━━ Extracted records ━━
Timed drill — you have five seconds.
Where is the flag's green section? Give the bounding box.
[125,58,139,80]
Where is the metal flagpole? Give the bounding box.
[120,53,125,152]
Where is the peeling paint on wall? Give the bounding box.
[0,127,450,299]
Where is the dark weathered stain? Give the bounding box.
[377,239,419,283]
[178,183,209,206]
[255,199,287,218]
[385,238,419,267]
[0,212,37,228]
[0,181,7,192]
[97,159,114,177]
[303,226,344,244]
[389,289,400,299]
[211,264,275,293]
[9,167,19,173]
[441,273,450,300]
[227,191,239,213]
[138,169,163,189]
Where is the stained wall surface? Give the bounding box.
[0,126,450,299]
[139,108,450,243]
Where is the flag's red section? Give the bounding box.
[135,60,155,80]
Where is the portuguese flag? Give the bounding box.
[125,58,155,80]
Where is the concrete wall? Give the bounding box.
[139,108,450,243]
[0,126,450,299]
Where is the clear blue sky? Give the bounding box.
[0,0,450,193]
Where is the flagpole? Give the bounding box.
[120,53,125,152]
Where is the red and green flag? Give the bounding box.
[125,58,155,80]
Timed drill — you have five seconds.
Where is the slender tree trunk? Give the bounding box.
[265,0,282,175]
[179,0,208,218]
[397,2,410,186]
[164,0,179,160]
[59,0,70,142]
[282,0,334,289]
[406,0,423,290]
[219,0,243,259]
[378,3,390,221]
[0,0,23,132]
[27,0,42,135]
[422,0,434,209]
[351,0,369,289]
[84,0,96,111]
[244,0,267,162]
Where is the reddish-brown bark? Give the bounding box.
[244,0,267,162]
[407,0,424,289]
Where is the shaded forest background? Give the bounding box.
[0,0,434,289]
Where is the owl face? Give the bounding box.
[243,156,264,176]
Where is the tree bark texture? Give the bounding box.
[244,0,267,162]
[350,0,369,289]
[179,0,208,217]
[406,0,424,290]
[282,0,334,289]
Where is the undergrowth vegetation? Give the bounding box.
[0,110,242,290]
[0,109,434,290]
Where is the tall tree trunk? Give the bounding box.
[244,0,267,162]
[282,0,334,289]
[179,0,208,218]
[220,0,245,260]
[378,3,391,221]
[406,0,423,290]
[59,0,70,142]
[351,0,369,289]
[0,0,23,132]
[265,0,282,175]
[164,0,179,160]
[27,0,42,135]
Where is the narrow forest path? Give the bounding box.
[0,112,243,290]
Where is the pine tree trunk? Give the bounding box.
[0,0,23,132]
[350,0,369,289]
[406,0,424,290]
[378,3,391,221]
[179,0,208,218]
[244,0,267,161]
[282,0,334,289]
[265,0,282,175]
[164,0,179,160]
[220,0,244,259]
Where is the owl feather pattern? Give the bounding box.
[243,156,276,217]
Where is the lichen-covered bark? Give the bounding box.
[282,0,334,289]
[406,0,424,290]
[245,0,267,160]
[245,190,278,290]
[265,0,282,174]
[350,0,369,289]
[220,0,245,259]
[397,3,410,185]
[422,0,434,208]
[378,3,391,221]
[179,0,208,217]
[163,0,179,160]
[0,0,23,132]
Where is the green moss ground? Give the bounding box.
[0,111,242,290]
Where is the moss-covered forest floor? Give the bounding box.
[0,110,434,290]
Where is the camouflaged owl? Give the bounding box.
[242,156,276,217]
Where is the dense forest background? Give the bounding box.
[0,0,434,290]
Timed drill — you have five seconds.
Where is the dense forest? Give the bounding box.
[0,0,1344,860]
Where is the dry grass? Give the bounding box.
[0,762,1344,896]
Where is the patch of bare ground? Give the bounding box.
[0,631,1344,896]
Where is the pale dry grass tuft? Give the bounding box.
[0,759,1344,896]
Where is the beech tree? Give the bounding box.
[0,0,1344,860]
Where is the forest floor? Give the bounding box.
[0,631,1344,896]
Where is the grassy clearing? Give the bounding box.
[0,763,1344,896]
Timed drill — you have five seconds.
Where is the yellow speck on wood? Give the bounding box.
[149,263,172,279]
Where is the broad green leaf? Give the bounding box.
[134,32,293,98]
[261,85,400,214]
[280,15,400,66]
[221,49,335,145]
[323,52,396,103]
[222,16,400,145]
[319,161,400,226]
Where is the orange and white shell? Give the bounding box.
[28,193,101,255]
━━━
▶ _The exercise_
Scale the stretch of material from the line containing "Where is the moss-covered" through the line containing "[0,759,1344,896]", both included, and give only those lines again, requests and all. Leave the requests as they are, but multiply every bounding-box coordinate in the answers by 0.75 and round each result to a whole number, with halves rounded up.

▶ _Exercise answer_
Where is the moss-covered forest floor? Give the bounding box.
[0,83,326,218]
Where is the camouflaged owl? Give the bounding box.
[182,117,207,163]
Where is the dense forest background? Give the bounding box.
[0,0,326,218]
Timed drill — you have five seconds.
Where is the dense forest? Give the bounding box.
[0,0,1008,645]
Where is the dry grass? Give the bounding box.
[0,572,1008,672]
Where is the patch of bare ground? Give the bounding box.
[0,473,1008,672]
Where is the pale dry grass tuft? Give the bounding box.
[0,569,1008,672]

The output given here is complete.